Please print every record below exactly as it appears.
* START *
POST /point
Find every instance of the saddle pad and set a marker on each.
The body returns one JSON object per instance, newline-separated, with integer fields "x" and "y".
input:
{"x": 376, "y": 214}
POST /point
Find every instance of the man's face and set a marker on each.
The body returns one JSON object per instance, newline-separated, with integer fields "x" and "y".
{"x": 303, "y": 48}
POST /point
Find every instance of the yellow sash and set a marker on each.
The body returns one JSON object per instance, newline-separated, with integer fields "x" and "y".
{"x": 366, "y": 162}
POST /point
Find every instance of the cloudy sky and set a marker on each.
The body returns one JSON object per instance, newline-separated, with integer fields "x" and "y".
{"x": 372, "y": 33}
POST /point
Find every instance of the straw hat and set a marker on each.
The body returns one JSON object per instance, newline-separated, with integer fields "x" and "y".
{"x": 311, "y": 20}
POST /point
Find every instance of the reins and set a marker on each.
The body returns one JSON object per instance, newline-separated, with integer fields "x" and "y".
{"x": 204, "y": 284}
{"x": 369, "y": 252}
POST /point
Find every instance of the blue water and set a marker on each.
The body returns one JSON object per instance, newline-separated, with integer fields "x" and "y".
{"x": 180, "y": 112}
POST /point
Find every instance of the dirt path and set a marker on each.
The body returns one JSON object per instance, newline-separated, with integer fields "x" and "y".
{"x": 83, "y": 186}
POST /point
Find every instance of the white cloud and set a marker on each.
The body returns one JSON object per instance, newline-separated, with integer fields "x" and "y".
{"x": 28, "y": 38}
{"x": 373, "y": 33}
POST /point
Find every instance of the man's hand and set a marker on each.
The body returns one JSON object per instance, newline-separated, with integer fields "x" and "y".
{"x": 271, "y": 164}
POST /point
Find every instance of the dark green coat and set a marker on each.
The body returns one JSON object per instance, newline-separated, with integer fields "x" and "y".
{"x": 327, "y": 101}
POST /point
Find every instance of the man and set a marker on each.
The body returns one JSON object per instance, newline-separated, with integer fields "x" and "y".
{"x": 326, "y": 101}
* END *
### ANSWER IN FULL
POST /point
Find every instance of the saddle pad and set a marker on each.
The body returns one JSON object per instance, newline-separated, with integer fields "x" and "y".
input:
{"x": 376, "y": 214}
POST /point
Find every instance of the man's face and set a marker on each.
The body returns one JSON object per instance, newline-separated, with integer fields "x" and "y".
{"x": 303, "y": 48}
POST /point
Find every instance of the yellow sash and set a marker on each.
The body returns one JSON object per instance, newline-separated, with integer fields "x" and "y".
{"x": 366, "y": 162}
POST /point
Find every instance of the cloudy sky and set a marker on each.
The body returns one JSON object per instance, newline-separated, with integer fields "x" and "y".
{"x": 372, "y": 33}
POST /point
Find every instance of the straw hat and set a marker on each.
The body returns one JSON object per instance, newline-separated, with integer fields "x" and "y".
{"x": 311, "y": 20}
POST /point
Find every instance of the reins and set a marker on each.
The body returns one JSON object per instance, newline-separated, with integer fields "x" and "y".
{"x": 204, "y": 284}
{"x": 369, "y": 252}
POST /point
Find every instance of the blue water and set a marker on each.
The body returns one JSON object per instance, newline-separated, with integer fields "x" and "y".
{"x": 180, "y": 112}
POST /point
Find every instance of the dirt path and set a marker on each.
The body returns one JSON object per instance, newline-separated, with integer fields "x" and "y".
{"x": 83, "y": 186}
POST /point
Find every instance of the white cloud and set a marker on each.
The body returns one JSON object per instance, newline-separated, with integer fields "x" and "y".
{"x": 28, "y": 38}
{"x": 373, "y": 33}
POST /point
Find every instance of the man's hand and set a marker on each.
The body returns one JSON object per instance, newline-separated, with integer fields "x" and "y".
{"x": 271, "y": 164}
POST /point
Find every instance of the dark green coat and set a marker on each.
The body returns one JSON object per instance, newline-separated, with integer fields "x" and "y".
{"x": 327, "y": 101}
POST /point
Find every instance of the man and set a marker on each.
The body returns one JSON object per instance, newline-separated, with integer fields "x" and "y".
{"x": 326, "y": 101}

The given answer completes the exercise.